*PROBLEM STATEMENT*. Rewrite the lines from the line with "the green canopy" through the end of the lines, changing "innermost point" to "central point" and leaving everything else unchanged.

Object point labels:
* * * * *

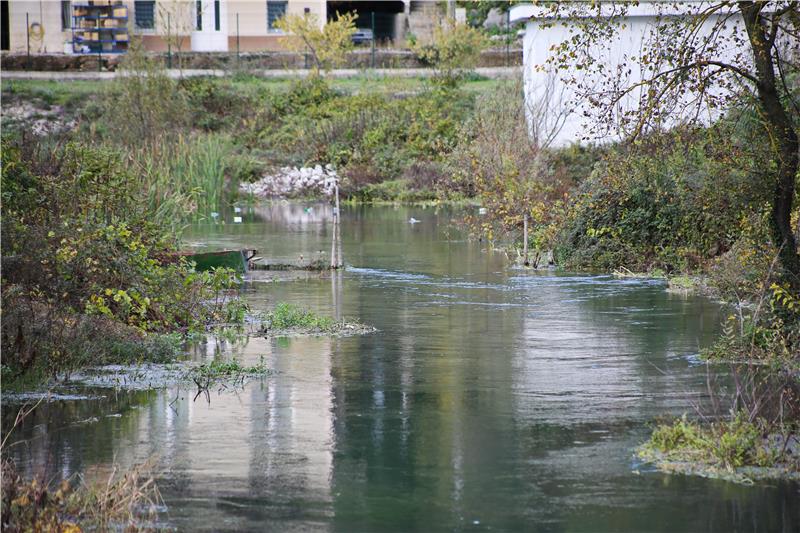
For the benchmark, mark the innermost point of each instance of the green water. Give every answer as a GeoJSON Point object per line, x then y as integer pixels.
{"type": "Point", "coordinates": [490, 399]}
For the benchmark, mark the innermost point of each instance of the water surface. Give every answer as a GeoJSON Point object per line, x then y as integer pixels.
{"type": "Point", "coordinates": [490, 399]}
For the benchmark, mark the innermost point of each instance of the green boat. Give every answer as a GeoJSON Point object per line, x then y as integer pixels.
{"type": "Point", "coordinates": [237, 260]}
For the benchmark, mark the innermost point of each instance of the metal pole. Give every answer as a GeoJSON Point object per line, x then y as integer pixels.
{"type": "Point", "coordinates": [508, 37]}
{"type": "Point", "coordinates": [373, 38]}
{"type": "Point", "coordinates": [525, 238]}
{"type": "Point", "coordinates": [338, 229]}
{"type": "Point", "coordinates": [28, 37]}
{"type": "Point", "coordinates": [169, 40]}
{"type": "Point", "coordinates": [333, 240]}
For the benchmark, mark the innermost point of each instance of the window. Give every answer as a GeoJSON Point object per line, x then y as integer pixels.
{"type": "Point", "coordinates": [275, 12]}
{"type": "Point", "coordinates": [144, 12]}
{"type": "Point", "coordinates": [66, 15]}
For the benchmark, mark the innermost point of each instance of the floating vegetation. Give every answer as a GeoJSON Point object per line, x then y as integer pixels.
{"type": "Point", "coordinates": [126, 500]}
{"type": "Point", "coordinates": [289, 319]}
{"type": "Point", "coordinates": [230, 374]}
{"type": "Point", "coordinates": [735, 450]}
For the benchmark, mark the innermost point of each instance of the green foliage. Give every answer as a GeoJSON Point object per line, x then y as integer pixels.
{"type": "Point", "coordinates": [143, 105]}
{"type": "Point", "coordinates": [369, 138]}
{"type": "Point", "coordinates": [189, 177]}
{"type": "Point", "coordinates": [128, 499]}
{"type": "Point", "coordinates": [513, 175]}
{"type": "Point", "coordinates": [729, 444]}
{"type": "Point", "coordinates": [454, 50]}
{"type": "Point", "coordinates": [326, 43]}
{"type": "Point", "coordinates": [288, 316]}
{"type": "Point", "coordinates": [219, 369]}
{"type": "Point", "coordinates": [87, 273]}
{"type": "Point", "coordinates": [673, 202]}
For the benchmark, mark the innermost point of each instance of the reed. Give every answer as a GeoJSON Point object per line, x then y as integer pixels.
{"type": "Point", "coordinates": [187, 179]}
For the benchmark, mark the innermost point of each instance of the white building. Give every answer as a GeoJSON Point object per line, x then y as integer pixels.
{"type": "Point", "coordinates": [559, 115]}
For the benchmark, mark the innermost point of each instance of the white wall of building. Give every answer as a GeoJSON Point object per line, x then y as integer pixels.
{"type": "Point", "coordinates": [553, 106]}
{"type": "Point", "coordinates": [212, 37]}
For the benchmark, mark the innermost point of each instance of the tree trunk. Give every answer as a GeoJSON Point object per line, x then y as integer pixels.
{"type": "Point", "coordinates": [783, 140]}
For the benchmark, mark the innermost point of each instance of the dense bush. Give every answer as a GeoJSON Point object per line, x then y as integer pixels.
{"type": "Point", "coordinates": [85, 265]}
{"type": "Point", "coordinates": [369, 138]}
{"type": "Point", "coordinates": [672, 202]}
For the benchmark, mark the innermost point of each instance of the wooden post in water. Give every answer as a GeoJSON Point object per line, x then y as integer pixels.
{"type": "Point", "coordinates": [525, 237]}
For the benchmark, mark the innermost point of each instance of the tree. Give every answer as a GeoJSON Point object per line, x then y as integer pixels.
{"type": "Point", "coordinates": [698, 55]}
{"type": "Point", "coordinates": [328, 44]}
{"type": "Point", "coordinates": [478, 10]}
{"type": "Point", "coordinates": [177, 19]}
{"type": "Point", "coordinates": [453, 50]}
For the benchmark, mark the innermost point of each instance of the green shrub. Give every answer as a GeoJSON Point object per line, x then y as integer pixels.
{"type": "Point", "coordinates": [87, 269]}
{"type": "Point", "coordinates": [673, 202]}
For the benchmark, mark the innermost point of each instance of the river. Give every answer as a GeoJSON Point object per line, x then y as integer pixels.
{"type": "Point", "coordinates": [491, 398]}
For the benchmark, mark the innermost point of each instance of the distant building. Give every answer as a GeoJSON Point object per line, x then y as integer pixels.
{"type": "Point", "coordinates": [560, 114]}
{"type": "Point", "coordinates": [46, 26]}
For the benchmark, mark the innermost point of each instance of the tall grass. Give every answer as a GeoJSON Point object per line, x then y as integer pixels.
{"type": "Point", "coordinates": [186, 179]}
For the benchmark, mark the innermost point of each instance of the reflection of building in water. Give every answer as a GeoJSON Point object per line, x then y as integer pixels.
{"type": "Point", "coordinates": [293, 435]}
{"type": "Point", "coordinates": [270, 442]}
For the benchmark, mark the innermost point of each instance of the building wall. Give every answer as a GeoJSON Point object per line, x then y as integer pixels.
{"type": "Point", "coordinates": [175, 20]}
{"type": "Point", "coordinates": [47, 15]}
{"type": "Point", "coordinates": [554, 110]}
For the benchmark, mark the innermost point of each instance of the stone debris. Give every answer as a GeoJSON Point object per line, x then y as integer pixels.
{"type": "Point", "coordinates": [293, 182]}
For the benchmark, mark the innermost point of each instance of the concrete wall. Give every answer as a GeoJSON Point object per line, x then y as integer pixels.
{"type": "Point", "coordinates": [552, 103]}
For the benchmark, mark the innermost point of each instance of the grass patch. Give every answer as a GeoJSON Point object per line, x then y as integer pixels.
{"type": "Point", "coordinates": [736, 449]}
{"type": "Point", "coordinates": [124, 500]}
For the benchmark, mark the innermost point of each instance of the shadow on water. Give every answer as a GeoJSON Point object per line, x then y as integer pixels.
{"type": "Point", "coordinates": [490, 398]}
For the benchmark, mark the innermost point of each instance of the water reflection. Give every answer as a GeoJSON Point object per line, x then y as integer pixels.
{"type": "Point", "coordinates": [490, 399]}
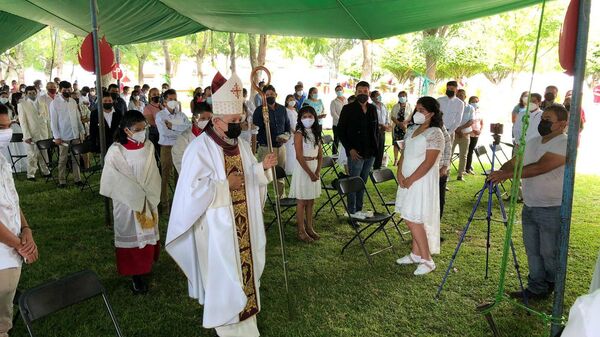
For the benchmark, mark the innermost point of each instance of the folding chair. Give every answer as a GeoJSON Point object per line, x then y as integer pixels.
{"type": "Point", "coordinates": [285, 203]}
{"type": "Point", "coordinates": [362, 226]}
{"type": "Point", "coordinates": [79, 150]}
{"type": "Point", "coordinates": [15, 158]}
{"type": "Point", "coordinates": [330, 188]}
{"type": "Point", "coordinates": [54, 296]}
{"type": "Point", "coordinates": [51, 157]}
{"type": "Point", "coordinates": [379, 177]}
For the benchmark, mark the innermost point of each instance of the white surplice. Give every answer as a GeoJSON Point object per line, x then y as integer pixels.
{"type": "Point", "coordinates": [131, 179]}
{"type": "Point", "coordinates": [202, 236]}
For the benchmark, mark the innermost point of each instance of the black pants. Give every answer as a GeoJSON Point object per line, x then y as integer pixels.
{"type": "Point", "coordinates": [443, 181]}
{"type": "Point", "coordinates": [472, 145]}
{"type": "Point", "coordinates": [336, 140]}
{"type": "Point", "coordinates": [380, 151]}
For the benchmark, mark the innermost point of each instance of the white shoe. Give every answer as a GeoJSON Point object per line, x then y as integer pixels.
{"type": "Point", "coordinates": [425, 267]}
{"type": "Point", "coordinates": [409, 259]}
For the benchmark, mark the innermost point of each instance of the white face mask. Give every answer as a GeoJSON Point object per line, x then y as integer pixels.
{"type": "Point", "coordinates": [5, 137]}
{"type": "Point", "coordinates": [308, 122]}
{"type": "Point", "coordinates": [419, 118]}
{"type": "Point", "coordinates": [201, 124]}
{"type": "Point", "coordinates": [139, 136]}
{"type": "Point", "coordinates": [172, 105]}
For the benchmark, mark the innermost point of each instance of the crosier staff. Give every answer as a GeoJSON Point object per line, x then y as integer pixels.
{"type": "Point", "coordinates": [265, 111]}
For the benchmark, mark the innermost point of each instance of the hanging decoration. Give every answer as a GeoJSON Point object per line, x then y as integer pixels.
{"type": "Point", "coordinates": [86, 55]}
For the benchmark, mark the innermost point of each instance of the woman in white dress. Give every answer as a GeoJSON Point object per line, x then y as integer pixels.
{"type": "Point", "coordinates": [417, 199]}
{"type": "Point", "coordinates": [130, 177]}
{"type": "Point", "coordinates": [305, 186]}
{"type": "Point", "coordinates": [290, 150]}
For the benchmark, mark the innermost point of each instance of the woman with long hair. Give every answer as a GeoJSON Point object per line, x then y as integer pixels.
{"type": "Point", "coordinates": [417, 199]}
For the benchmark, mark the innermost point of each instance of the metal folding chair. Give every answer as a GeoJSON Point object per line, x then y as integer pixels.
{"type": "Point", "coordinates": [372, 225]}
{"type": "Point", "coordinates": [54, 296]}
{"type": "Point", "coordinates": [379, 177]}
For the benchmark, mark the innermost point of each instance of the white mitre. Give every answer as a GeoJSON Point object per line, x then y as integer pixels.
{"type": "Point", "coordinates": [229, 98]}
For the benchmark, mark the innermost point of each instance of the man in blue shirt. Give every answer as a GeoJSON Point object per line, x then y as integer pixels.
{"type": "Point", "coordinates": [280, 130]}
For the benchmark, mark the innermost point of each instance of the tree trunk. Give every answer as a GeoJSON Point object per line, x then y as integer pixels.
{"type": "Point", "coordinates": [168, 69]}
{"type": "Point", "coordinates": [232, 51]}
{"type": "Point", "coordinates": [367, 66]}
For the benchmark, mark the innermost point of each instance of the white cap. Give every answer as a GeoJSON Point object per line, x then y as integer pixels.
{"type": "Point", "coordinates": [229, 98]}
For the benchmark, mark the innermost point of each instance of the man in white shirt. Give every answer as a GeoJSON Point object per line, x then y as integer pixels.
{"type": "Point", "coordinates": [461, 135]}
{"type": "Point", "coordinates": [16, 240]}
{"type": "Point", "coordinates": [171, 123]}
{"type": "Point", "coordinates": [66, 129]}
{"type": "Point", "coordinates": [35, 128]}
{"type": "Point", "coordinates": [336, 109]}
{"type": "Point", "coordinates": [543, 174]}
{"type": "Point", "coordinates": [452, 108]}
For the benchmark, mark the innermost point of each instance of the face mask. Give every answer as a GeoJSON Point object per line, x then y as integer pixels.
{"type": "Point", "coordinates": [233, 130]}
{"type": "Point", "coordinates": [172, 105]}
{"type": "Point", "coordinates": [308, 122]}
{"type": "Point", "coordinates": [419, 118]}
{"type": "Point", "coordinates": [5, 137]}
{"type": "Point", "coordinates": [545, 127]}
{"type": "Point", "coordinates": [201, 124]}
{"type": "Point", "coordinates": [362, 98]}
{"type": "Point", "coordinates": [139, 136]}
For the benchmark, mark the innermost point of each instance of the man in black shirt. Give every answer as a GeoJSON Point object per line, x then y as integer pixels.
{"type": "Point", "coordinates": [358, 129]}
{"type": "Point", "coordinates": [280, 130]}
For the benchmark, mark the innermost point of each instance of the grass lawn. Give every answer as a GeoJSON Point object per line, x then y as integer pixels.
{"type": "Point", "coordinates": [332, 294]}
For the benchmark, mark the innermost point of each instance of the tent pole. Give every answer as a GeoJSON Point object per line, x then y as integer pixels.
{"type": "Point", "coordinates": [97, 64]}
{"type": "Point", "coordinates": [583, 25]}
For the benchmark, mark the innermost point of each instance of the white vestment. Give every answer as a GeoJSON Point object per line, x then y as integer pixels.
{"type": "Point", "coordinates": [202, 236]}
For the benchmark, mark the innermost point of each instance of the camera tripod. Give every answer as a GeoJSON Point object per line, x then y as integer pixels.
{"type": "Point", "coordinates": [492, 190]}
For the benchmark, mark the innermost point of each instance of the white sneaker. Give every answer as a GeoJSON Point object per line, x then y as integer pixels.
{"type": "Point", "coordinates": [425, 267]}
{"type": "Point", "coordinates": [358, 215]}
{"type": "Point", "coordinates": [409, 259]}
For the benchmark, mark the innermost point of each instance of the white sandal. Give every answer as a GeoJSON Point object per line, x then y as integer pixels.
{"type": "Point", "coordinates": [409, 259]}
{"type": "Point", "coordinates": [425, 267]}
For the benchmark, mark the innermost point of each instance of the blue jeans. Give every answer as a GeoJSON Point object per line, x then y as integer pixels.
{"type": "Point", "coordinates": [358, 168]}
{"type": "Point", "coordinates": [541, 230]}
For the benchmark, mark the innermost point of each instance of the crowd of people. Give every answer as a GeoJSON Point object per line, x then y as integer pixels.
{"type": "Point", "coordinates": [220, 163]}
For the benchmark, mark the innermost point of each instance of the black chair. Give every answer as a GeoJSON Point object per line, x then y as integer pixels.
{"type": "Point", "coordinates": [284, 203]}
{"type": "Point", "coordinates": [371, 225]}
{"type": "Point", "coordinates": [333, 197]}
{"type": "Point", "coordinates": [54, 296]}
{"type": "Point", "coordinates": [78, 150]}
{"type": "Point", "coordinates": [379, 177]}
{"type": "Point", "coordinates": [15, 158]}
{"type": "Point", "coordinates": [51, 158]}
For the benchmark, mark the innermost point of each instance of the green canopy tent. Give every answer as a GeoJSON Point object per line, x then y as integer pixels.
{"type": "Point", "coordinates": [135, 21]}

* * * * *

*SOLUTION TO THIS EXERCISE*.
For the benchmark, mark the central point of each instance of the green canopy tent. Give every answer as a GeoJSON Point object per line, x then y as integer pixels.
{"type": "Point", "coordinates": [135, 21]}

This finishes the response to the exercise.